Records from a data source
= = = =

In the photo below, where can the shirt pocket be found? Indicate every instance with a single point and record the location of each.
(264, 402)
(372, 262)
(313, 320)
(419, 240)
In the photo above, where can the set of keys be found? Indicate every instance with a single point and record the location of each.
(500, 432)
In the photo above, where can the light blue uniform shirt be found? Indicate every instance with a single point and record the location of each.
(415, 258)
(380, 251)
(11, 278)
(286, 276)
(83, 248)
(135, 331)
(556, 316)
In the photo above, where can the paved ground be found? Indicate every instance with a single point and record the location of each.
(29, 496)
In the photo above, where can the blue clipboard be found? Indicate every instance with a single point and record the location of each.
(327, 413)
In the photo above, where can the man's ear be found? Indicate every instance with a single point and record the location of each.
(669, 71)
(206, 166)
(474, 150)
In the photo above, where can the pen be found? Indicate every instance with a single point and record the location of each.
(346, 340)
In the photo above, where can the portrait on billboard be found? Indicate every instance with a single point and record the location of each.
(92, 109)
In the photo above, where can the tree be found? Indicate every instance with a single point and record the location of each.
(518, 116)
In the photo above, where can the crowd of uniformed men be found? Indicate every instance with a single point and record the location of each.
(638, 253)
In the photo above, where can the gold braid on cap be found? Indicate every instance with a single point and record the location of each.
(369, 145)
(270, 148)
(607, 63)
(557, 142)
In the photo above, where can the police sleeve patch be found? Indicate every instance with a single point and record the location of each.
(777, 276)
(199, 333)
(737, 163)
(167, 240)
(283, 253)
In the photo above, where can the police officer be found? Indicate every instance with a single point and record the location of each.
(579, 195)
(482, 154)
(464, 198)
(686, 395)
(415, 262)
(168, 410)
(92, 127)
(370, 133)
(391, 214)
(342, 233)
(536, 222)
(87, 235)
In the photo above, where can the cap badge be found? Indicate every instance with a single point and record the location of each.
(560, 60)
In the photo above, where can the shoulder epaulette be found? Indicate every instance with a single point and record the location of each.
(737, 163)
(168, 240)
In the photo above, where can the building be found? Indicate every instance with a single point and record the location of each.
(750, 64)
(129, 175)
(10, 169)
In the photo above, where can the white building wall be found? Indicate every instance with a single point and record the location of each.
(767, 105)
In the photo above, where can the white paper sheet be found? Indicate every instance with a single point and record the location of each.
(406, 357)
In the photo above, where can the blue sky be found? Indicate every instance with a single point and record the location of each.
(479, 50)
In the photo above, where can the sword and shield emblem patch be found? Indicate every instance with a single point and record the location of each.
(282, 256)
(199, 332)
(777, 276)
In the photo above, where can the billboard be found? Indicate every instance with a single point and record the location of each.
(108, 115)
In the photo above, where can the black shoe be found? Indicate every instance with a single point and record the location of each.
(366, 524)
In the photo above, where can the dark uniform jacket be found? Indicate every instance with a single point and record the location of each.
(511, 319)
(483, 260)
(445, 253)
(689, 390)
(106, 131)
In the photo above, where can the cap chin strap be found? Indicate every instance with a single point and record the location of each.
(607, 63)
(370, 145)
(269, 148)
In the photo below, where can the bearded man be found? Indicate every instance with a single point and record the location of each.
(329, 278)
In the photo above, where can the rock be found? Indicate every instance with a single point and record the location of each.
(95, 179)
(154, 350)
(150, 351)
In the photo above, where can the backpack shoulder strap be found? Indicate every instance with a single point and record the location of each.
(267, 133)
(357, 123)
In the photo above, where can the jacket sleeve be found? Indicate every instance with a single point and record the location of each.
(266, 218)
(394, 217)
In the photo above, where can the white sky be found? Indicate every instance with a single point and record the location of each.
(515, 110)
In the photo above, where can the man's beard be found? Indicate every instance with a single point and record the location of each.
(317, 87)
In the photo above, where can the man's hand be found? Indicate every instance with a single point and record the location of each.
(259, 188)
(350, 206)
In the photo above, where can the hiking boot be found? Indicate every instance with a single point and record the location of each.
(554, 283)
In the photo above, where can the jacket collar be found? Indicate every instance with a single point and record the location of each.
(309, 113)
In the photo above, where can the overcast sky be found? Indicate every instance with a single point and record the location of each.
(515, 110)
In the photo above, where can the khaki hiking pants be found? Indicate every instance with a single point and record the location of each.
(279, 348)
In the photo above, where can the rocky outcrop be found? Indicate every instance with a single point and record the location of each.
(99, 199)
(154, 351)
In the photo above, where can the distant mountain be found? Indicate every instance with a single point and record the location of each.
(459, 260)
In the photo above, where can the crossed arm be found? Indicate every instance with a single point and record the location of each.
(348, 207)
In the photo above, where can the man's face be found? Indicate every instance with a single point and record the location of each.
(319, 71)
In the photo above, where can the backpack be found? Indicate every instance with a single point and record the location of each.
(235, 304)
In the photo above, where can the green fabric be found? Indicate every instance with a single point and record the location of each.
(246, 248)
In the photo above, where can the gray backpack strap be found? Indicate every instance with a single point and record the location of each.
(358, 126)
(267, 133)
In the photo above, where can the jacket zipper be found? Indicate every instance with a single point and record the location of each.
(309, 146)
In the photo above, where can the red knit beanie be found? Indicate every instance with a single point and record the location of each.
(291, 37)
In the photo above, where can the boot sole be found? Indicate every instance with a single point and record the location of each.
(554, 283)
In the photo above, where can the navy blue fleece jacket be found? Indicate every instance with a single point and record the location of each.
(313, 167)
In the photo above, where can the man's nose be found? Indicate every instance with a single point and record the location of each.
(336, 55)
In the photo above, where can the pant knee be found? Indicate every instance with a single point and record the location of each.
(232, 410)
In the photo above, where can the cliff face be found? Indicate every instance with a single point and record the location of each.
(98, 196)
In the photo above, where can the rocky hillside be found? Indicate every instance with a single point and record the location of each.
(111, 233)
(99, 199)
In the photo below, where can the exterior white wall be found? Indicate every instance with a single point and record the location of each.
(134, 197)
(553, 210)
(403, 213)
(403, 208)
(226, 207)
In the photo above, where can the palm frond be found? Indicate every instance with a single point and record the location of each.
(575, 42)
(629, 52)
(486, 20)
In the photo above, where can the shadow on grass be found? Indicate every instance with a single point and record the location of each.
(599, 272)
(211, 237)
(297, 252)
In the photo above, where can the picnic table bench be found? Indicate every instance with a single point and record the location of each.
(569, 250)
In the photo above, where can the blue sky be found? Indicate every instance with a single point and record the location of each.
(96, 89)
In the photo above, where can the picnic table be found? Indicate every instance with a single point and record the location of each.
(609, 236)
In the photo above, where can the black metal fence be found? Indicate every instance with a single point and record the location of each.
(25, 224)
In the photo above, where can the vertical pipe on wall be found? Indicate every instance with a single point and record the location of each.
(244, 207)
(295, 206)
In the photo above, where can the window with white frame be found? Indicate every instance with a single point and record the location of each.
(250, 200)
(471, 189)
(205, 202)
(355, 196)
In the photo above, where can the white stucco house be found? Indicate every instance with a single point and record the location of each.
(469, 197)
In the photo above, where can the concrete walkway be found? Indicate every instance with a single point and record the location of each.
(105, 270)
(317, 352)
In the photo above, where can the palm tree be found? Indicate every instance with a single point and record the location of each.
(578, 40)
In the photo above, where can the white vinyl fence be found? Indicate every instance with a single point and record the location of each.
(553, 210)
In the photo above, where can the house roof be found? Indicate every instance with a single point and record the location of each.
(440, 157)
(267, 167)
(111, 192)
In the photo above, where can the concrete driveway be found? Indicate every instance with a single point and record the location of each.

= = = =

WRITTEN TASK: From the line holding "In the photo above, where can the palm tree" down to the final line above, quote every line exactly and only those lines.

ANSWER BELOW:
In the photo above, where can the palm tree be found? Indicate every instance with a single point and record the location of each.
(578, 40)
In the photo above, where can the white vinyl fence be found? Indicate every instance with a single point and record the location of each.
(553, 210)
In the photo above, where can the house roof be found? Indicate every instance with a single point and record the location of each.
(440, 157)
(267, 167)
(111, 192)
In the photo above, where can the concrete driveway be found? Indicate every instance with a single point and record the location of each.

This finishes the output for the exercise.